▸ TASKS TO CARRY OUT:
A. In the Stockholm+50 article, copy the passage from "Let’s take a" to "governments at COP 27.", swapping "mobilization" for "campaign".
B. According to the Stockholm+50 article, which two countries co-hosted the conference?
C. Please write the next part of the Stockholm+50 article, picking up after its final sentence.

At Stockholm+50: the UN officially recognizes the need to phase out fossil fuels

Months of momentum building with partners has resulted in strong new language on fossil fuels: Stockholm+50 has just ended and as incredible as it may seem after 50 years of international climate governance, it is the first UN conference to clearly recommend the “phase out of all fossil fuels” and to recognise the urgent need for “financial and technical support to realize a just transition.”

The Treaty Initiative and its allies decided to focus on Stockholm+50 with a clear goal: secure a mention in the outcome document on the urgent need to stop fossil fuel production.

After six months of tireless work with our partners and allies, our collective efforts have paid off. The conference was co-hosted by Sweden and Kenya, with the support of the UNEP secretariat, and mandated to issue a set of recommendations for climate action. 

Let’s take a look back at this successfull mobilization that demonstrates how our movement is raising the bar of what climate action looks like and gives us strong arguments to return to governments at COP 27. 

Since March, we have been working collectively on our partners’ interventions and submissions of the network to the participatory dialogues structuring the conference beforehand. Their voices - emanating from climate networks, indigenous and grassroots communities, peace movements, or feminist organizations - all converged towards a single demand: constrain fossil fuel production and enhance international cooperation on the just transition from fossil fuels. In April, we launched a global week of advocacy sending hundreds of personalized letters to Ministers and to the UN itself, always with the objective that our demand resonates in the offices of climate decision makers around the world.

Once in Sweden, our demands to end the fossil era were first heard at the Stockholm+50 People's Forum where a panel of impressive speakers representing all regions of the globe reminded us how much our demands are ignored while fossils are killing and while solutions are already being experienced.

▸ SUPPLIED INFORMATION:

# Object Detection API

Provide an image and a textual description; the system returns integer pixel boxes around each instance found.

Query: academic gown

▸ THE REPLIES:
A.
Let’s take a look back at this successfull campaign that demonstrates how our movement is raising the bar of what climate action looks like and gives us strong arguments to return to governments at COP 27.

B. Sweden and Kenya.

C.
The pressure went up a notch the following day since the Treaty network published new research - co-produced with 18 partner organizations - on how coal, oil, and gas undermine every single sustainable development goal, thus responding directly to the Stockholm+50 priority: discuss how to achieve Sustainable Development Goals. This new report, Fuelling Failure, demonstrates that fossil fuels are not *only* a climate problem but a major threat to a healthy and thriving planet and was launched on June 1st.

The same day marked the “Pre-Summit on the Global Just Transition from fossil fuels” - an official associated event to Stockholm+50, hosted by the Fossil Fuel Non-Proliferation Treaty, the Stanley Center and the Nordic Council. It gave way to a series of panels that illustrated the urgency of ending fossil fuel production, with Bob Loughman, Prime Minister of Vanuatu, opening the pre-summit.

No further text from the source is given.